## start READING TEXT

Overton – an app to recommend you news articles that you’ll probably disagree with

(TL;DR: Pocket/Feedly for aspiring rationalists. Purely hypothetical so far. Looking to collaborate!)

Hello! My name’s Zafaran. I’m an interested consumer of news and technology with a growing interest in humane tech and very little programming or design experience. I had this idea for an app a few months ago, but the more I thought about it, the less sensible it seemed. Rather than let the idea languish in obscurity, I thought I’d post it up here. I’d love some input, feedback, encouragement, whatever – opposing views especially, of course!

What would it do?

Ideally, the app would help people to become more understanding of opposing viewpoints through helping them learn to recognise their own biases. It could maybe even start a trend for hip new recommendation engines that don’t quite do what you expect.

Who would it be for?

Broadly, it would be for people looking to develop their critical thinking skills, especially if they’re new to the whole reasoning thing or find themselves falling back into old habits (e.g. not seeking out articles or outlets that they disagree with, whether through lack of time or motivation).

How would it work?

You’d have a list of saved articles (like in Pocket or Instapaper). For each article you saved, the app would also save a number (defined by you) of articles with opposing viewpoints.

Where possible, the app would openly state why it had saved a given article for you (perhaps at the end of the article, to avoid influencing your opinion of it before you’d finished reading it). For example:

“We recommended you this article because you recently saved a lot of articles on [contentious issue] from websites with a strong [liberal/conservative/other] bias.”

(I know there are a lot of issues with this, and I’ll try to work through some of them in the next section.)

Nice-to-haves might include:

  • An "our favourite articles this week" newsletter, with a broad focus on "rationality" (e.g. posts from ChangeMyView, Wait But Why, LessWrong, &c.). This could hopefully inspire/nudge people to learn to reason more actively than they would necessarily have to while using the app.
  • A weekly/monthly email detailing your reading habits (to allow you to track any gradual changes more easily)?
  • (A built-in semi-automatic micropayment system for outlets/authors would be lovely, but I imagine that's for a much later date or even a separate project.)

What could go wrong?

Who would it be for?

## end READING TEXT

== TO-DO LIST ==
A) Condense the paragraph of the app proposal that begins "You'd have a list of saved articles" into one shorter sentence that keeps its main facts.
B) Reproduce, word for word, the passage of the app proposal starting with "(TL;DR: Pocket/Feedly for" and going on through "would it do?".

## start SUPPLIED DATA

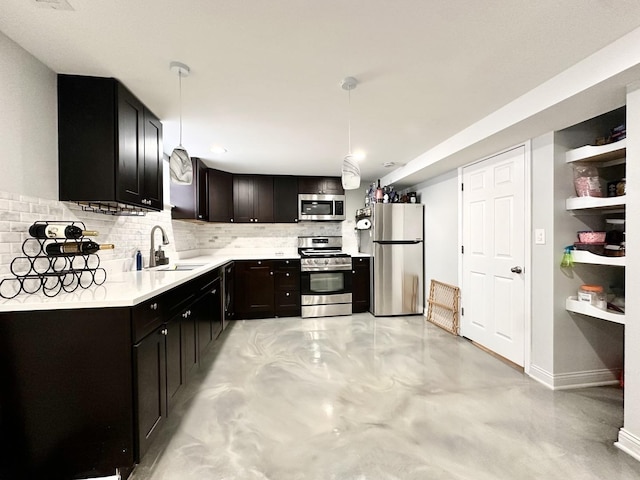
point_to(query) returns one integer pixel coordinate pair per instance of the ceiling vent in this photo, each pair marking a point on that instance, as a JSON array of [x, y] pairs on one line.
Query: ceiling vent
[[54, 4]]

## end SUPPLIED DATA

== RESPONSE LIST ==
A) The app would hold a list of saved articles, as Pocket or Instapaper do, and for each one it would also save a user-chosen number of articles with opposing viewpoints.

B)
(TL;DR: Pocket/Feedly for aspiring rationalists. Purely hypothetical so far. Looking to collaborate!)

Hello! My name’s Zafaran. I’m an interested consumer of news and technology with a growing interest in humane tech and very little programming or design experience. I had this idea for an app a few months ago, but the more I thought about it, the less sensible it seemed. Rather than let the idea languish in obscurity, I thought I’d post it up here. I’d love some input, feedback, encouragement, whatever – opposing views especially, of course!

What would it do?